**INSTRUKSI 1:**
Jawablah tiga pertanyaan berikut berdasarkan teks tentang Surat Al Ashr.
(a) Berapa lama silam Nabi Muhammad Saw. membacakan Surat Al Ashr di hadapan publik?
(b) Pada periode apa ayat ini diwahyukan?
(c) Pada waktu apa bangsa Arab sering duduk-duduk menghabiskan waktu tanpa manfaat?

**BAGIAN TEKS:**
Oleh Muhammad Yusuf
15 abad atau 1400 tahunan silam, Nabi Muhammad Saw. membacakan Surat Al Ashr dihadapan publik.
وَٱلۡعَصۡرِ إِنَّ ٱلۡإِنسَـٰنَ لَفِی خُسۡرٍ إِلَّا ٱلَّذِینَ ءَامَنُوا۟ وَعَمِلُوا۟ ٱلصَّـٰلِحَـٰتِ وَتَوَاصَوۡا۟ بِٱلۡحَقِّ وَتَوَاصَوۡا۟ بِٱلصَّبۡرِ)“
Demi masa, sesungguhnya manusia itu benar-benar berada dalam kerugian, kecuali orang-orang yang beriman dan mengerjakan amal saleh dan nasehat menasehati supaya menta’ati kebenaran dan nasehat menasehati supaya menetapi kesabaran”.(QS.103.Al-Ashr: 1-3).
Ayat ini diwahyukan pada periode Mekkah. Surat ini menyebut satu dimensi masa yang sudah sangat familiar di kalangan masyarakat Arab Mekkah ketika itu. Ini menerangkan kebiasaan bangsa Arab di waktu sore hari, mereka sering duduk-duduk menghabiskan waktu tanpa manfaat dan tanpa ada aktifitas, tanpa mengingat akan adanya keberadaan Tuhan, tanpa berpikir adanya kehidupan akhirat. Mereka terbiasa "kongko-kongko" tanpa ada perbincangan penting dan bermanfaat.

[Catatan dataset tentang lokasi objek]
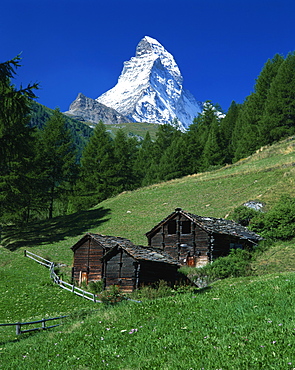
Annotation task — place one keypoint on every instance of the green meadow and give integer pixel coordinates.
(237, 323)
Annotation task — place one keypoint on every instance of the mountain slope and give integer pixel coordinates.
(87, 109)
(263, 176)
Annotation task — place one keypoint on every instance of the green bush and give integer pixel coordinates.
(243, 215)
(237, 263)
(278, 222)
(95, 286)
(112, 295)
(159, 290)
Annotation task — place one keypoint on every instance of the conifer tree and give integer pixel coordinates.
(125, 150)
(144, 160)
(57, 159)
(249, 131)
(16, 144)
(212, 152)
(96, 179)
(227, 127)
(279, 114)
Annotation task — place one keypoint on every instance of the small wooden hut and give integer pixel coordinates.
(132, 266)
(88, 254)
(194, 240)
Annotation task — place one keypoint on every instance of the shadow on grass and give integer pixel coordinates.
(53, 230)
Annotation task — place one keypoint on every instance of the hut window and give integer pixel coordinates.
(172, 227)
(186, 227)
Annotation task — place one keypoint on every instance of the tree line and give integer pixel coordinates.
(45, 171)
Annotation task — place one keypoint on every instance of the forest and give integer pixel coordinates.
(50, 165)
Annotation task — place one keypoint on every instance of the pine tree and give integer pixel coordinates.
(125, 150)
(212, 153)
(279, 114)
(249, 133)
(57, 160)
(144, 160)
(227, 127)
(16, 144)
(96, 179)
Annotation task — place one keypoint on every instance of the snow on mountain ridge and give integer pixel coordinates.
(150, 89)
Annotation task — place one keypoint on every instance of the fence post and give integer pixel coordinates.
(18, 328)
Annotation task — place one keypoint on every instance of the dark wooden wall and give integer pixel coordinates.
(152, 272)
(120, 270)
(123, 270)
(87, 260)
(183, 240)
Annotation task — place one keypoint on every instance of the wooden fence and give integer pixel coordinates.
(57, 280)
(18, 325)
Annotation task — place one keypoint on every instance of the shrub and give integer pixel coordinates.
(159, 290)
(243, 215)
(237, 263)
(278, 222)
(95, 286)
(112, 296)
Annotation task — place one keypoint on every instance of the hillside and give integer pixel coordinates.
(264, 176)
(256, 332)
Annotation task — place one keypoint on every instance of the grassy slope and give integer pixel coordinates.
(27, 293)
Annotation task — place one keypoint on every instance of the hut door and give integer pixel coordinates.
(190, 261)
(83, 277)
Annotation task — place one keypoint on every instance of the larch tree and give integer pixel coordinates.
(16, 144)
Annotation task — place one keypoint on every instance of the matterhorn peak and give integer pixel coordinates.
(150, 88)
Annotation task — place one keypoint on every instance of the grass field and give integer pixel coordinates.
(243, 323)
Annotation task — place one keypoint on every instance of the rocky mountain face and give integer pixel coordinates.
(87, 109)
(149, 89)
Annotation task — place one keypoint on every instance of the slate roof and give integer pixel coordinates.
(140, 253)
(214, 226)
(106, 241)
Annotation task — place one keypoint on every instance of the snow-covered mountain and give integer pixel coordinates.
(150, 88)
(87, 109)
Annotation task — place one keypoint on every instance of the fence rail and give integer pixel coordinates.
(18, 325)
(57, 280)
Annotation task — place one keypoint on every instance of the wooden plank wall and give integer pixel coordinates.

**INSTRUKSI 2:** Geser setiap koordinat dalam daftar dengan menambahkan 146 pada tiap angkanya. Tulis ulang semua baris daftar mulai dari baris yang memuat "door and give integer pixel coordinates." sampai baris terakhir daftar, termasuk kedua baris tersebut, dan jangan sertakan baris lainnya.

**JAWABAN AKHIR 1:**
(a) 15 abad atau 1400 tahunan silam.
(b) Periode Mekkah.
(c) Sore hari.

**JAWABAN AKHIR 2:**
Annotation task — place one keypoint on every instance of the hut door and give integer pixel coordinates.
(336, 407)
(229, 423)
Annotation task — place one keypoint on every instance of the larch tree and give integer pixel coordinates.
(162, 290)
Annotation task — place one keypoint on every instance of the matterhorn peak and give integer pixel coordinates.
(296, 234)
Annotation task — place one keypoint on every instance of the grass field and give integer pixel coordinates.
(389, 469)
Annotation task — place one keypoint on every instance of the rocky mountain face and give integer pixel coordinates.
(233, 255)
(295, 235)
Annotation task — place one keypoint on every instance of the slate roof and give integer pixel coordinates.
(286, 399)
(360, 372)
(252, 387)
Annotation task — place one keypoint on every instance of the snow-covered mountain and give integer pixel coordinates.
(296, 234)
(233, 255)
Annotation task — place one keypoint on every instance of the fence rail and give integer pixel coordinates.
(164, 471)
(203, 426)
Annotation task — place one keypoint on every instance of the wooden plank wall and give integer pixel coordinates.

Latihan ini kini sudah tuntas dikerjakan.